[[ Stored data open ]]

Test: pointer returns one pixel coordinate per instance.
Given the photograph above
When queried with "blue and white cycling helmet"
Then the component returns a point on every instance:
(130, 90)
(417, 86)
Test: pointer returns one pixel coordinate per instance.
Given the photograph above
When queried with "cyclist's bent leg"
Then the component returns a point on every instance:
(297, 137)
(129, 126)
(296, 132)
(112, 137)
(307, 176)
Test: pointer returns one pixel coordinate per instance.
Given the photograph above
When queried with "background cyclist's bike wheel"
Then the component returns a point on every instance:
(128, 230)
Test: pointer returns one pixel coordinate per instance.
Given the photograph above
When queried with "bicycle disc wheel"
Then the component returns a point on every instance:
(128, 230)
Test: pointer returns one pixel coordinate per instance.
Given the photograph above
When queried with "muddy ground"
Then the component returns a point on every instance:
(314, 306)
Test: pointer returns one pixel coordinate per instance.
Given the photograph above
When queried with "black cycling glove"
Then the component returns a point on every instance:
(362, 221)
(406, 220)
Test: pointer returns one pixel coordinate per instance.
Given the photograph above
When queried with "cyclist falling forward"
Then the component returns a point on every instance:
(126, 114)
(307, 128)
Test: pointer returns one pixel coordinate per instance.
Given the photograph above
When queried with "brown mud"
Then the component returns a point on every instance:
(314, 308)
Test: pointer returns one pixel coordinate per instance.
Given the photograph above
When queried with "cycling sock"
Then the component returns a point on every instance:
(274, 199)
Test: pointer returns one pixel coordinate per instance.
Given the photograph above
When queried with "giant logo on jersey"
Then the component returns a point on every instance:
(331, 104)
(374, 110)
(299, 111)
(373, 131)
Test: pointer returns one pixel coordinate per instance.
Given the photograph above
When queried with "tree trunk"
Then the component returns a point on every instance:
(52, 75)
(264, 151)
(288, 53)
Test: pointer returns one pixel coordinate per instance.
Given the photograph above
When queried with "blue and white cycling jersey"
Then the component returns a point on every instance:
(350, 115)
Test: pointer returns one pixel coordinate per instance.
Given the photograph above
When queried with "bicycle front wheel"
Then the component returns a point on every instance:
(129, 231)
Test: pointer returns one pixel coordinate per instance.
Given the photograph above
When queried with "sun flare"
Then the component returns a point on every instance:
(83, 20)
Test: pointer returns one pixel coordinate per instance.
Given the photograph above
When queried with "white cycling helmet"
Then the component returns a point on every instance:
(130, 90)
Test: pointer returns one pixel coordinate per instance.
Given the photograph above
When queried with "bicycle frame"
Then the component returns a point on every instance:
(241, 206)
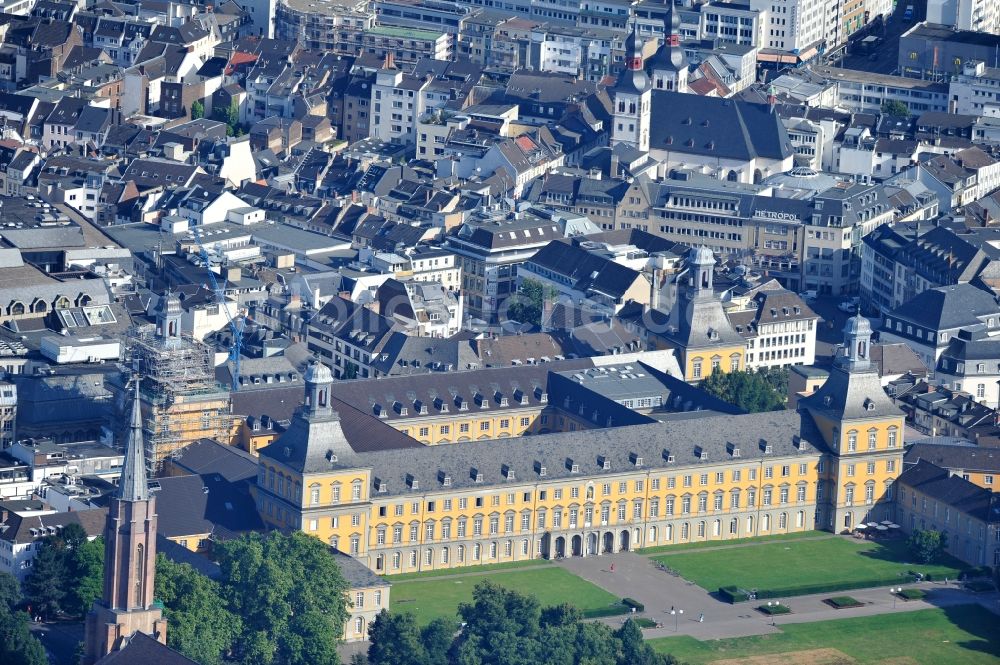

[[ Stored data closed ]]

What this task involves: For the string "helmet", show each line of the entries above where it occurs.

Solution for this exercise:
When queried with "blue and white cycling helmet"
When queried with "white cycling helmet"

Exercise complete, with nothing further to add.